THE REQUEST » Pick out and copy every line in the records below that contains the word "panel".

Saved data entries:
┌────────

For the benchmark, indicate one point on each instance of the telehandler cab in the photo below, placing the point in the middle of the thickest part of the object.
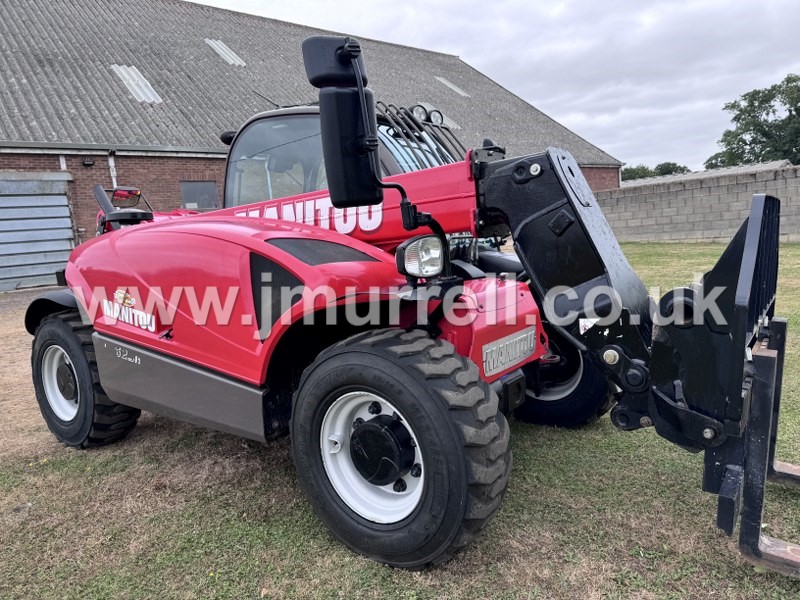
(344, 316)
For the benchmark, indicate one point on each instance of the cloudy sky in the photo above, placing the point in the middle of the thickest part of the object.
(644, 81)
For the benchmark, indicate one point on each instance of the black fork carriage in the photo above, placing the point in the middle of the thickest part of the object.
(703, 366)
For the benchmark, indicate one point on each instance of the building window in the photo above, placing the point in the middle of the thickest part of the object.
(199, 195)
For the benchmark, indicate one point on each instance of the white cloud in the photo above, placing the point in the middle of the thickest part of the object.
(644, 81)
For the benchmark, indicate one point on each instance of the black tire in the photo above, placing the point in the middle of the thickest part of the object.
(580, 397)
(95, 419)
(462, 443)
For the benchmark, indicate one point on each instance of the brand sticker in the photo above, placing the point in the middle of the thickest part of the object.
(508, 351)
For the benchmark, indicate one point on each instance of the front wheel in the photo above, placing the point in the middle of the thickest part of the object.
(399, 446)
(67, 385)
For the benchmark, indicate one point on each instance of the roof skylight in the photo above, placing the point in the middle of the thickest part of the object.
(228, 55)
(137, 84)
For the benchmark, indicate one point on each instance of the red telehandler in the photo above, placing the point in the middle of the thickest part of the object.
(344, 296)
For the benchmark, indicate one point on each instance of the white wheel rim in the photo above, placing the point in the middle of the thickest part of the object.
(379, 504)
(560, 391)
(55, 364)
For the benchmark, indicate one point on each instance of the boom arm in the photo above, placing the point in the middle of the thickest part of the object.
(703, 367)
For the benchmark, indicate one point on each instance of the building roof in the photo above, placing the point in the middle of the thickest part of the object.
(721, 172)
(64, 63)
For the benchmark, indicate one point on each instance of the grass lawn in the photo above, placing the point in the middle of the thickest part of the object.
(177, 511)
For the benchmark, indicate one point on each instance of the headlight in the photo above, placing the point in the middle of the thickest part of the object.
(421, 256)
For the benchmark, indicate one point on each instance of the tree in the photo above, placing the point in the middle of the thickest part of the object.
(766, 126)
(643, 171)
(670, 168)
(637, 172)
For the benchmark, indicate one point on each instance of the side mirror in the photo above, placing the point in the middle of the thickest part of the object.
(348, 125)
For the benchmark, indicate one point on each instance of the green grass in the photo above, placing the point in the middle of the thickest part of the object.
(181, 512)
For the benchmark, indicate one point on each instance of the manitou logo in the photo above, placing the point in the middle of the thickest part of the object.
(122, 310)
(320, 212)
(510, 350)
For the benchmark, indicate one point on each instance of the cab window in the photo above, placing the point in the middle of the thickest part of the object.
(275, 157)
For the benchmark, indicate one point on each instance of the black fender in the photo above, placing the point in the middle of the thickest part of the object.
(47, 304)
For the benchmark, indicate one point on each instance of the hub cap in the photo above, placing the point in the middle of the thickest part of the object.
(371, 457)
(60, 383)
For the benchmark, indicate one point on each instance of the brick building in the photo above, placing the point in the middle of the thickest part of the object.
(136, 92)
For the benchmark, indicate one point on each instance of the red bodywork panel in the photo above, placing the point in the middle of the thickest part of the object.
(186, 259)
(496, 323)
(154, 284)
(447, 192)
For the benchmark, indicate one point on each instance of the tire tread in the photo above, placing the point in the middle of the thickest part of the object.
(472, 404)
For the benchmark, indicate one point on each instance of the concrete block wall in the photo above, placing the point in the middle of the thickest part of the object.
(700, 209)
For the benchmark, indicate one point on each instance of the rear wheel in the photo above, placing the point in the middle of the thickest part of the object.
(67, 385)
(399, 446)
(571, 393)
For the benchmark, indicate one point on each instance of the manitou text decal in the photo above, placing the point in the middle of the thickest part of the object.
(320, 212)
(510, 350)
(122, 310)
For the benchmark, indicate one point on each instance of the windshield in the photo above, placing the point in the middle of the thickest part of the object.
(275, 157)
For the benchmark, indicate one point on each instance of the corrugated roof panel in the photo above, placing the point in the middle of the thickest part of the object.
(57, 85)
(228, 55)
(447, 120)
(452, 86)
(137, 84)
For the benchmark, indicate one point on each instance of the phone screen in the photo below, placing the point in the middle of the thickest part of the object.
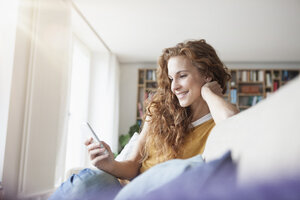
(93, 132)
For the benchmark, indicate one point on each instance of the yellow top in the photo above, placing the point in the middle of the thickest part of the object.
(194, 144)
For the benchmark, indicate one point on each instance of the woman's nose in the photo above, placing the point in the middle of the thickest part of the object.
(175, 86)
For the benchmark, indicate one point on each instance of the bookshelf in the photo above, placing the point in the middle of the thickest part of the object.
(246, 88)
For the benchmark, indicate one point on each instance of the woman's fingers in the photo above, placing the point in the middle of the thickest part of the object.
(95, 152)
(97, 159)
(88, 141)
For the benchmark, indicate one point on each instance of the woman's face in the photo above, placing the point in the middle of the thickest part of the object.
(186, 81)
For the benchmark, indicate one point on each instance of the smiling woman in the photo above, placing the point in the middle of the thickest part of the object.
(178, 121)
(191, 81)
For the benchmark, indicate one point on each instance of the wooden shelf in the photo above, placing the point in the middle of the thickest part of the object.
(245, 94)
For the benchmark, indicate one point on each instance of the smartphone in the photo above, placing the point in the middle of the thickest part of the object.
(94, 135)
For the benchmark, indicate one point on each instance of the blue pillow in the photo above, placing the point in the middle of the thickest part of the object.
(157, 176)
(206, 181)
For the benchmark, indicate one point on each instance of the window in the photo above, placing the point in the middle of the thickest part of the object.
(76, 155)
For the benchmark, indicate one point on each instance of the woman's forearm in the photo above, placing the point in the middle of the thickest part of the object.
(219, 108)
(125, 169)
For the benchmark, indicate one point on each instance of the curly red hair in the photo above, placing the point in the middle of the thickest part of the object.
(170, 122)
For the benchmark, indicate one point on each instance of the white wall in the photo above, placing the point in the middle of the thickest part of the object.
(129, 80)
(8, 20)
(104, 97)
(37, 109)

└────────
┌────────

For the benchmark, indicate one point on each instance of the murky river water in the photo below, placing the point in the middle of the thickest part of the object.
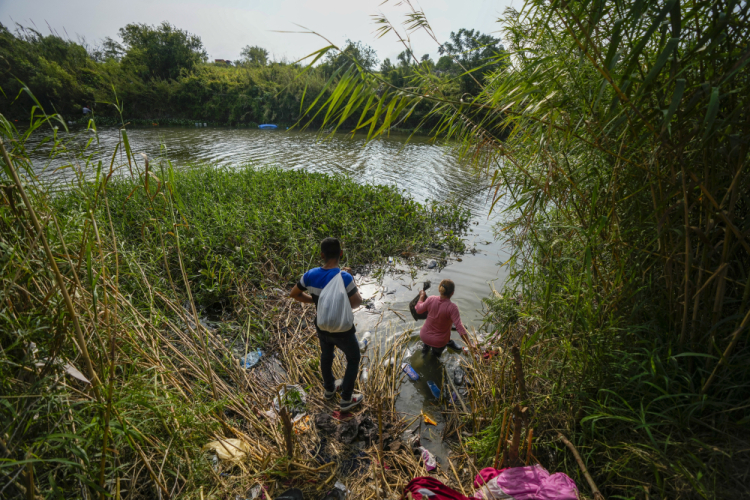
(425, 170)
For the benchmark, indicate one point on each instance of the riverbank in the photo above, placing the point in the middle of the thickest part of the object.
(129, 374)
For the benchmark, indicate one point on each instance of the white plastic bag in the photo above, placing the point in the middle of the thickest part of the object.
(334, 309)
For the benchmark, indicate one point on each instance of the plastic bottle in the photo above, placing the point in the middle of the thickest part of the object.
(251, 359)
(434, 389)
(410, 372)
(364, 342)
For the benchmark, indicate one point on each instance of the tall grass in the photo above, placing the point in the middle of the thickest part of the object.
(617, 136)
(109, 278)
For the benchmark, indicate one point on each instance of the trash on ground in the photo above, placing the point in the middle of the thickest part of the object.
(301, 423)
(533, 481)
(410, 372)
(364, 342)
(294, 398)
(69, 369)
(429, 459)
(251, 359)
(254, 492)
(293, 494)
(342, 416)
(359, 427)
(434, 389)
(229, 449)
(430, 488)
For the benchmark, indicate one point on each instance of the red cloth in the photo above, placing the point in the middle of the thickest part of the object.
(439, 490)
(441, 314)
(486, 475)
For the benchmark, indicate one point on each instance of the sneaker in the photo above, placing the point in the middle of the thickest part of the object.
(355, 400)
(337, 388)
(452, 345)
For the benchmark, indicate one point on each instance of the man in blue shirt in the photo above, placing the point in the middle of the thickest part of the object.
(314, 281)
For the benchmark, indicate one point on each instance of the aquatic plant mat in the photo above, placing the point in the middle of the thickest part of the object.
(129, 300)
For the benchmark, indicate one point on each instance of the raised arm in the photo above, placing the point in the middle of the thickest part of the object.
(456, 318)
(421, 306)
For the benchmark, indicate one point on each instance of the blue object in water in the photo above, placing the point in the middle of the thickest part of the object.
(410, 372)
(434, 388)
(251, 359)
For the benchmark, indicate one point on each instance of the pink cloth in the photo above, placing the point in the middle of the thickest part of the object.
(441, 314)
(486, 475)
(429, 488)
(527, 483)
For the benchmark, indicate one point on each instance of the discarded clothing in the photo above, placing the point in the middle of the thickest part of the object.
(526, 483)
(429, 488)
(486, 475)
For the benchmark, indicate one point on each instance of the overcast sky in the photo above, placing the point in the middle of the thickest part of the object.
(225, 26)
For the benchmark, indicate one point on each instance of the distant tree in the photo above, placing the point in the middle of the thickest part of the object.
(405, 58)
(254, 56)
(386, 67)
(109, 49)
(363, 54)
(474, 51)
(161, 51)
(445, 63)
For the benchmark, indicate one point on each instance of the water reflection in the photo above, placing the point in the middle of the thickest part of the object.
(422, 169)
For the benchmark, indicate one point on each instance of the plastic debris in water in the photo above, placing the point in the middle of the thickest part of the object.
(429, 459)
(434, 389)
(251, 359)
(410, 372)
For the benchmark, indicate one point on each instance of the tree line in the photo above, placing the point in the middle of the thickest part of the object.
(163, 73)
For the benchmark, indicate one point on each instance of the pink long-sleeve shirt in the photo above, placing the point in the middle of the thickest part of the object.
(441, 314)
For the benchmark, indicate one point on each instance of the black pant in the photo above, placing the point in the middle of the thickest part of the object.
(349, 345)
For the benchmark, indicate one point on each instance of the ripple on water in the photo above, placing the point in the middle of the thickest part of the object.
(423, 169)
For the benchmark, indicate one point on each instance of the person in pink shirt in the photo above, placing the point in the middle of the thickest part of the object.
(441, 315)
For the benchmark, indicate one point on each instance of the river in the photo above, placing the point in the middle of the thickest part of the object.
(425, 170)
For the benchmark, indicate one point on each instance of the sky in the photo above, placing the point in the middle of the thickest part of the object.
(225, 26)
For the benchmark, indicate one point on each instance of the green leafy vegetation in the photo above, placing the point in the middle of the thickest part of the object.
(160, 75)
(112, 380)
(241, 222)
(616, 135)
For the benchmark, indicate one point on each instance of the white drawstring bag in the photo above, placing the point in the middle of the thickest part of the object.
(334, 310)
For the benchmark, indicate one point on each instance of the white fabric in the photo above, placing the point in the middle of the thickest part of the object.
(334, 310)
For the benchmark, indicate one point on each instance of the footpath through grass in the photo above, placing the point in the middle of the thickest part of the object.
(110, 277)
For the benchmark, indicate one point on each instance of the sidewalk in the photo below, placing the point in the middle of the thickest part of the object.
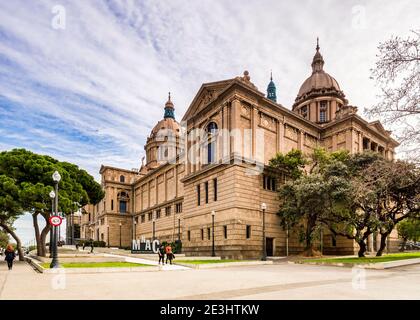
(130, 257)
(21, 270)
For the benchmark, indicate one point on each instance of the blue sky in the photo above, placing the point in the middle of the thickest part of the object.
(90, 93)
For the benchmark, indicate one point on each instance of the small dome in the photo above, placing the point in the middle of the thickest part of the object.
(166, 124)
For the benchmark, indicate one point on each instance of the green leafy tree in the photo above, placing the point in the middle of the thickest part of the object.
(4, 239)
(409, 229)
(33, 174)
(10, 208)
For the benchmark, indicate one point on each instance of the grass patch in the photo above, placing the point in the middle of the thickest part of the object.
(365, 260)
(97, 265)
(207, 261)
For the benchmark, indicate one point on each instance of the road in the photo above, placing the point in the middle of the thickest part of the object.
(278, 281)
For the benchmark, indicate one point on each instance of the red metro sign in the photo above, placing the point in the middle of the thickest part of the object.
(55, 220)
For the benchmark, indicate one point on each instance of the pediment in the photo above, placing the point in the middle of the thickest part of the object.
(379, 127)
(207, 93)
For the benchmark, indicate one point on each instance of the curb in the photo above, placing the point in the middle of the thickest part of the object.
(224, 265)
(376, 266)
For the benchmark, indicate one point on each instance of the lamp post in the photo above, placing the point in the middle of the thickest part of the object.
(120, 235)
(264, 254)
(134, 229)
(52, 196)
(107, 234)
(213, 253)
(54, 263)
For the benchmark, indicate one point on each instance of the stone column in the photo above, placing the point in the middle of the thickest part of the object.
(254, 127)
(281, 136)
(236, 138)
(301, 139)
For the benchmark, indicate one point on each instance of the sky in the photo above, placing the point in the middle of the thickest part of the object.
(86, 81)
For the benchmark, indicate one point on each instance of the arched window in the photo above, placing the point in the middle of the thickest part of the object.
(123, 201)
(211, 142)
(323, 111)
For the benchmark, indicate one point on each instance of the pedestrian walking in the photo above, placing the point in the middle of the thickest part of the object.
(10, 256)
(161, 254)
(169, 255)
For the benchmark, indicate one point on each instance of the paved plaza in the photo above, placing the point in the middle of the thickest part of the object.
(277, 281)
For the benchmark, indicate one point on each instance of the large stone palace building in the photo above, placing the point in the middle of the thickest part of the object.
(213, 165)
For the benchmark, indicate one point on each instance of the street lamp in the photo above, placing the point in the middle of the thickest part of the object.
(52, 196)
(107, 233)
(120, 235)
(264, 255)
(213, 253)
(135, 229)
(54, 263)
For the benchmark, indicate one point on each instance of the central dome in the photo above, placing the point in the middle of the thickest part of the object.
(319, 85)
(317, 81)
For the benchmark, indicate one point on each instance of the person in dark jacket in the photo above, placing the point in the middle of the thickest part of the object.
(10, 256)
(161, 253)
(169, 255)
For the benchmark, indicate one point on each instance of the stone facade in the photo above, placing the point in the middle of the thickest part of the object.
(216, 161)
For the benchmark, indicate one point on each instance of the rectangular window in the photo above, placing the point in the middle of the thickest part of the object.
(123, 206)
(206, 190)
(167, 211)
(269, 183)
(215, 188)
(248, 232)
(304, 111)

└────────

RESPONSE FOR THIS EXERCISE »
For the benchmark, indicate one point on each instance of the red bodywork panel in the photo above, placing the point in the middle of the thickest part of the object.
For the benchmark, indicate one point on each instance of the corrugated roof panel in the photo above, placing the point in the middle of the thickest part of the object.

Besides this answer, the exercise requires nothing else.